Could you give all the lines of the items below as a numbered list, with blank lines dropped and the pictures left out?

(Position annotation items)

--- Begin ---

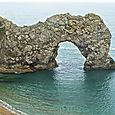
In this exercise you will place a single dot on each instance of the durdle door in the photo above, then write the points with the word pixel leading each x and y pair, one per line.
pixel 33 48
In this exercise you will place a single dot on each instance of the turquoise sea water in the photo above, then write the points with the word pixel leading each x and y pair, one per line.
pixel 67 89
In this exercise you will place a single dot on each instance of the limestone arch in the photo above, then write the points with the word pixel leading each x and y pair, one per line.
pixel 32 48
pixel 70 50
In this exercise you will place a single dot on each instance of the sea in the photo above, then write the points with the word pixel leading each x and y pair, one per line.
pixel 67 89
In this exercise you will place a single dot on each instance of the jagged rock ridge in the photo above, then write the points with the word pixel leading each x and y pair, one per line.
pixel 32 48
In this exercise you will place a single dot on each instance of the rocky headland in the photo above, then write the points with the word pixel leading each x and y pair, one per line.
pixel 33 48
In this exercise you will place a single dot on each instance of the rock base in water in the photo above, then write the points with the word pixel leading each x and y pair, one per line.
pixel 33 48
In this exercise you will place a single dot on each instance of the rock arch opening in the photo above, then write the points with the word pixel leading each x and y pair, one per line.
pixel 69 55
pixel 32 48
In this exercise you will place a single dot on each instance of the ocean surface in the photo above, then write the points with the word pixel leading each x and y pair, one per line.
pixel 67 89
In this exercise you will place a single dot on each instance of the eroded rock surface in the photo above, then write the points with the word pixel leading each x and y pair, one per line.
pixel 32 48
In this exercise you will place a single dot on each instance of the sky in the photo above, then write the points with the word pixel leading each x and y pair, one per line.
pixel 100 1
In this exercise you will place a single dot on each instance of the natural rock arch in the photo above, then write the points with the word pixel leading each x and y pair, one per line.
pixel 31 48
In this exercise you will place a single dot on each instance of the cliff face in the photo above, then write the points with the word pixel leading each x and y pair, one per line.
pixel 32 48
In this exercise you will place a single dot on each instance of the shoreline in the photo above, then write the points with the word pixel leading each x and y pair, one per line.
pixel 6 109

--- End ---

__EXERCISE OUTPUT__.
1. In this exercise you will place a single dot on each instance of the durdle door in the photo above, then write the points with the word pixel leading each x and y pair, one per line.
2. pixel 33 48
3. In this exercise you will place a single dot on each instance of the turquoise sea water in the photo above, then write the points with the word pixel leading each x and y pair, one per line.
4. pixel 67 89
5. In this exercise you will place a single dot on each instance of the limestone arch in the photo above, then write the points with the word pixel leading each x and y pair, one per line.
6. pixel 32 48
7. pixel 70 50
8. In this exercise you will place a single dot on each instance of the sea in the photo above, then write the points with the word pixel leading each x and y pair, one per line.
9. pixel 67 89
10. In this exercise you will place a single dot on each instance of the jagged rock ridge in the photo above, then write the points with the word pixel leading each x and y pair, one per line.
11. pixel 32 48
12. In this exercise you will place a single dot on each instance of the rocky headland in the photo above, then write the points with the word pixel leading each x and y pair, one per line.
13. pixel 33 48
14. In this exercise you will place a single dot on each instance of the rock base in water in the photo above, then write the points with the word pixel leading each x and y pair, one per line.
15. pixel 33 48
16. In this exercise you will place a single dot on each instance of the rock arch opening in the photo above, then write the points with the word pixel leading each x and y pair, one per line.
17. pixel 69 55
18. pixel 32 48
19. In this exercise you will place a single dot on each instance of the ocean surface in the photo above, then write the points with the word pixel leading each x and y pair, one per line.
20. pixel 67 89
21. In this exercise you will place a single dot on each instance of the eroded rock surface in the photo above, then write the points with the word pixel leading each x and y pair, one per line.
22. pixel 32 48
23. In this exercise you will place a single dot on each instance of the sky in the photo above, then write the points with the word pixel leading each x and y pair, one per line.
24. pixel 100 1
25. In this exercise you will place a single dot on each instance of the natural rock arch in the photo above, then write the points with the word pixel leading each x and y pair, one per line.
26. pixel 31 48
27. In this exercise you will place a single dot on each instance of the cliff face in the photo above, then write the points with the word pixel leading each x and y pair, one per line.
28. pixel 32 48
29. In this exercise you will place a single dot on each instance of the shoreline in the photo above, then write the points with the word pixel leading each x and y pair, one per line.
30. pixel 6 109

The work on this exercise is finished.